▸ **THE PROBLEM**:
In the text on freelancer contract clauses, what share of the total project fee does the example kill fee language suggest?

▸ **PROVIDED TEXT**:
>>>
Freelancer Legal Protection

Contract Clauses Every Freelancer Needs

The only thing worse than a basic contract is no contract. These are the clauses I wish I had added from day one, before something went wrong.

Legal Disclaimer

This is not legal advice. This is just a freelancer with years of mistakes showing you what worked for me. Every country has different rules. Talk to an actual lawyer before using any of this. We will all hire you eventually, we are working on it.

01

Kill Fee

Critical Protection

Why You Need This

If they cancel the project after you have already started, you keep a percentage of the total fee. Without this, you get nothing for all the time you spent on strategy, research, and planning. Clients who know they are flaky will push back on this clause. That tells you everything.

Example Language

If Client cancels this project after work has begun, a kill fee of [30-50%] of the total project fee is due within [7-14] days. This compensates Freelancer for time spent on research, planning, and any work completed to date.

When to Use It

Every single project. No exceptions. Especially with new clients or clients in industries known for changing their minds often like startups, agencies, or companies going through restructuring.
<<<
▸ **LISTED RECORDS**:
>>>
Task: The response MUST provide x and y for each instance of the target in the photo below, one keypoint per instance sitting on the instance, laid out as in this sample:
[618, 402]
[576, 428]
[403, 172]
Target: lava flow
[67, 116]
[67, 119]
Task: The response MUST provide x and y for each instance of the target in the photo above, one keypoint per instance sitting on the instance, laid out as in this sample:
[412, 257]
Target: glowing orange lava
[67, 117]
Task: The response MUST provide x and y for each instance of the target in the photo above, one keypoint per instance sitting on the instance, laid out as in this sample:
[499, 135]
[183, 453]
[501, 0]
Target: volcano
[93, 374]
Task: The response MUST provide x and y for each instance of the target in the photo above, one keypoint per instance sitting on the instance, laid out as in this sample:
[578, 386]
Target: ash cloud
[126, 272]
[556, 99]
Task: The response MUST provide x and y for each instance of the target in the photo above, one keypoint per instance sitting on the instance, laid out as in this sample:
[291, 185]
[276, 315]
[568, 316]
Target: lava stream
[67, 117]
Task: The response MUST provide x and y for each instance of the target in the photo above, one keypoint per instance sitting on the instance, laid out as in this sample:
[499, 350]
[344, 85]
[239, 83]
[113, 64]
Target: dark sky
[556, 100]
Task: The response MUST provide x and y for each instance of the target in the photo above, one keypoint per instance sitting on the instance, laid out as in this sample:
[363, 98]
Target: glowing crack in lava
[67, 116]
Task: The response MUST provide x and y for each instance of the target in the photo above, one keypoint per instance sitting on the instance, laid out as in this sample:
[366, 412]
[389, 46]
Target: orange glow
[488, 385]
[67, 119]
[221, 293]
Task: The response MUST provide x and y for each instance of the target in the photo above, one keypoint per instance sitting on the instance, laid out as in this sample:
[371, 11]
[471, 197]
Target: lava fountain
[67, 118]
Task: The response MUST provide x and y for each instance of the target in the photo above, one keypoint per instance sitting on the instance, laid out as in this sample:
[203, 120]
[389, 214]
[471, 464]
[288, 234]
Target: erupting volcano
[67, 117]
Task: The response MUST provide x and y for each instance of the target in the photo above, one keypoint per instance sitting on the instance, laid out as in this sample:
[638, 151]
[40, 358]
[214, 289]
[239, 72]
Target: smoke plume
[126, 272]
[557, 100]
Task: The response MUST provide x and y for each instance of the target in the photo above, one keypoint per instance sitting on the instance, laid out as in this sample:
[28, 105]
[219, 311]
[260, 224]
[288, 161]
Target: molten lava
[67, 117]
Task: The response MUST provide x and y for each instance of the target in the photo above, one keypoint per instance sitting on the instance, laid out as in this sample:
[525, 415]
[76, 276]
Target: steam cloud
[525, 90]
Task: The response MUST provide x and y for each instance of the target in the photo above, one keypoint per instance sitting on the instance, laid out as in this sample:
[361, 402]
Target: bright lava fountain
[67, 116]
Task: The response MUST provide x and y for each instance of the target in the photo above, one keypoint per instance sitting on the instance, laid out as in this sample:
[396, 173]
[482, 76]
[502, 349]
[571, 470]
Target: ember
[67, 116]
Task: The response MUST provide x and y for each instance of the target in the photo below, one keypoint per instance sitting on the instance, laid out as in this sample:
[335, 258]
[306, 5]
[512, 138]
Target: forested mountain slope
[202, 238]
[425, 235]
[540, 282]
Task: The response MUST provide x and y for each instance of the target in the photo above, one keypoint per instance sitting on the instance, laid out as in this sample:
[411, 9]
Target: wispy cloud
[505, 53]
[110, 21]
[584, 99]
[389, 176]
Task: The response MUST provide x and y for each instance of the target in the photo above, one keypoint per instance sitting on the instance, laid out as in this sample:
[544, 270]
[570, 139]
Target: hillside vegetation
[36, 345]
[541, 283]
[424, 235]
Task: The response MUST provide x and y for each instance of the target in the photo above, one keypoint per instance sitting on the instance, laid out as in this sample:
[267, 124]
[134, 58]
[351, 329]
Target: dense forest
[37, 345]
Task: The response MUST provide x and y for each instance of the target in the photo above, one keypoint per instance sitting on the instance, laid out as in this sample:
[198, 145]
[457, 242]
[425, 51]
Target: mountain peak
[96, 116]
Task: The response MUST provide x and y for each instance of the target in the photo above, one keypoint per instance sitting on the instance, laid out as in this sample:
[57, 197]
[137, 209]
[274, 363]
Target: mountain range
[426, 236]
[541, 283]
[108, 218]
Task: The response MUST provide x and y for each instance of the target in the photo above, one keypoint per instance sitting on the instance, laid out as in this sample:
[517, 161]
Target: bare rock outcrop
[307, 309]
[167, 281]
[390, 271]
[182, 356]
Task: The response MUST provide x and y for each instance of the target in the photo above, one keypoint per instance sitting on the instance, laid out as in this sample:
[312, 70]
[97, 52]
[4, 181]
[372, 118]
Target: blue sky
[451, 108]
<<<
>>>
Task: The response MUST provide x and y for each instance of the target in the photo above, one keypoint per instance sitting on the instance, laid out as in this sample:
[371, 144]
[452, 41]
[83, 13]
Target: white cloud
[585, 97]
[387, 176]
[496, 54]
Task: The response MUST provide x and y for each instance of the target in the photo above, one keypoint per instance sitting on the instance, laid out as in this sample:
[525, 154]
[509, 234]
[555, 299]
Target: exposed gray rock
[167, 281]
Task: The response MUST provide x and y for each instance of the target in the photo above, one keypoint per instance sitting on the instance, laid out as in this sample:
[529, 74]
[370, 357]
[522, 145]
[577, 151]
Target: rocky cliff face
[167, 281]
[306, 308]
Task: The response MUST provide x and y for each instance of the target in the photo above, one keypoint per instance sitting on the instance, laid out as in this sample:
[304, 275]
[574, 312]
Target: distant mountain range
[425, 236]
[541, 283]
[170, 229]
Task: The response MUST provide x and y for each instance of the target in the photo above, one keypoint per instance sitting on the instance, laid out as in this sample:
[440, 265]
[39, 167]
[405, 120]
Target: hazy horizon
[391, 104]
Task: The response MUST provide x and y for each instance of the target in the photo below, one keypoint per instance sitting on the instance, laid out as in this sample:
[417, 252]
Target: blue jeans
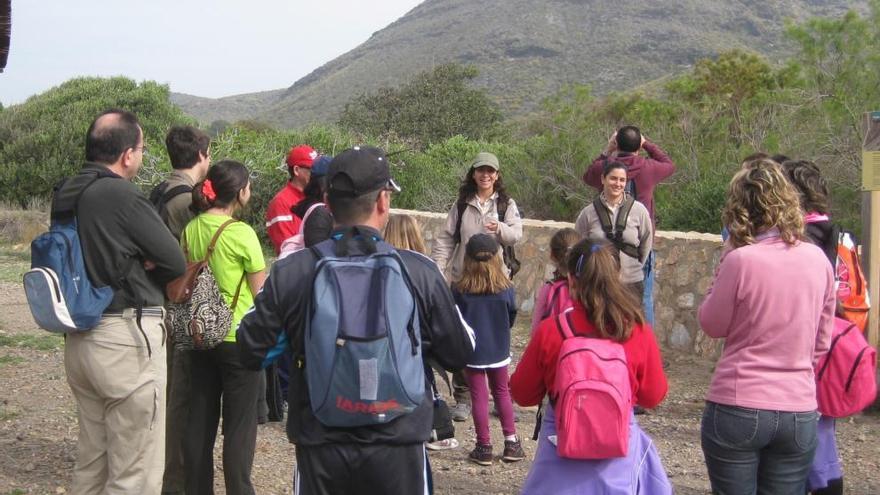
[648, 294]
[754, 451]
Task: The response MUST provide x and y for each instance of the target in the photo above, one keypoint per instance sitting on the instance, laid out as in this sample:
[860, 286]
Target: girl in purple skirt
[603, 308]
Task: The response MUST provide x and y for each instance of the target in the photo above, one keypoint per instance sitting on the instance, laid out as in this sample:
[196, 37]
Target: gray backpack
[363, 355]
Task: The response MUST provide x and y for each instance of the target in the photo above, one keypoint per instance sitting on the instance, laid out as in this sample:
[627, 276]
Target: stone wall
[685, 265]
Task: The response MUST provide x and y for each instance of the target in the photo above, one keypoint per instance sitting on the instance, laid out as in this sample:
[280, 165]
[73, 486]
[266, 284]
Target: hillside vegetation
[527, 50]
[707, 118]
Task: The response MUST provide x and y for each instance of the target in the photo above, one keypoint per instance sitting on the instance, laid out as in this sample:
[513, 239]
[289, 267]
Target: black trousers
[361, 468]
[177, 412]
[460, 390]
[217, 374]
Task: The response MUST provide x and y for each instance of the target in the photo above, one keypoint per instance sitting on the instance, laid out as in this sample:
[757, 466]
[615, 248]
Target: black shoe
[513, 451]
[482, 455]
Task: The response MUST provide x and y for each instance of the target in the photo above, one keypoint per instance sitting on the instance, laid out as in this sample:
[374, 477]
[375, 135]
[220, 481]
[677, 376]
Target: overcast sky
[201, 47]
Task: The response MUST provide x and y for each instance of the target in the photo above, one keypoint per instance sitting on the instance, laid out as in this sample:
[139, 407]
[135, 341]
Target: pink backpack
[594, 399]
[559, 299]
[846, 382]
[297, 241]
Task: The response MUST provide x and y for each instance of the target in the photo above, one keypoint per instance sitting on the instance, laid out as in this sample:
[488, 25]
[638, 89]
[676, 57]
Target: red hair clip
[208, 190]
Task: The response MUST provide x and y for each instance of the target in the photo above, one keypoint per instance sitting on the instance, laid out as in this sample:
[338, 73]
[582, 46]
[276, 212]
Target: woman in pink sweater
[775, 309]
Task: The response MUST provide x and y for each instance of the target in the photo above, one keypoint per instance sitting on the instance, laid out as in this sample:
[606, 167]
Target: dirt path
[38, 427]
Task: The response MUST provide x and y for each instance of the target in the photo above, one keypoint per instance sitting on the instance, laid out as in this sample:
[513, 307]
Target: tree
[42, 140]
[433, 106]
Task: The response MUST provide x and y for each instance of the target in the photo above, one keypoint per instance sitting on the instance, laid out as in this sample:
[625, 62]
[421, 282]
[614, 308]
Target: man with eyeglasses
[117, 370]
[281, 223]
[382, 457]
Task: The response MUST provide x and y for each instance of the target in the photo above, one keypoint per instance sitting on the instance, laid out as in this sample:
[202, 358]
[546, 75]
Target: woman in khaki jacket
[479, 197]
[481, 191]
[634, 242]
<<<
▸ **TASK RESULT**:
30–50% of the total project fee.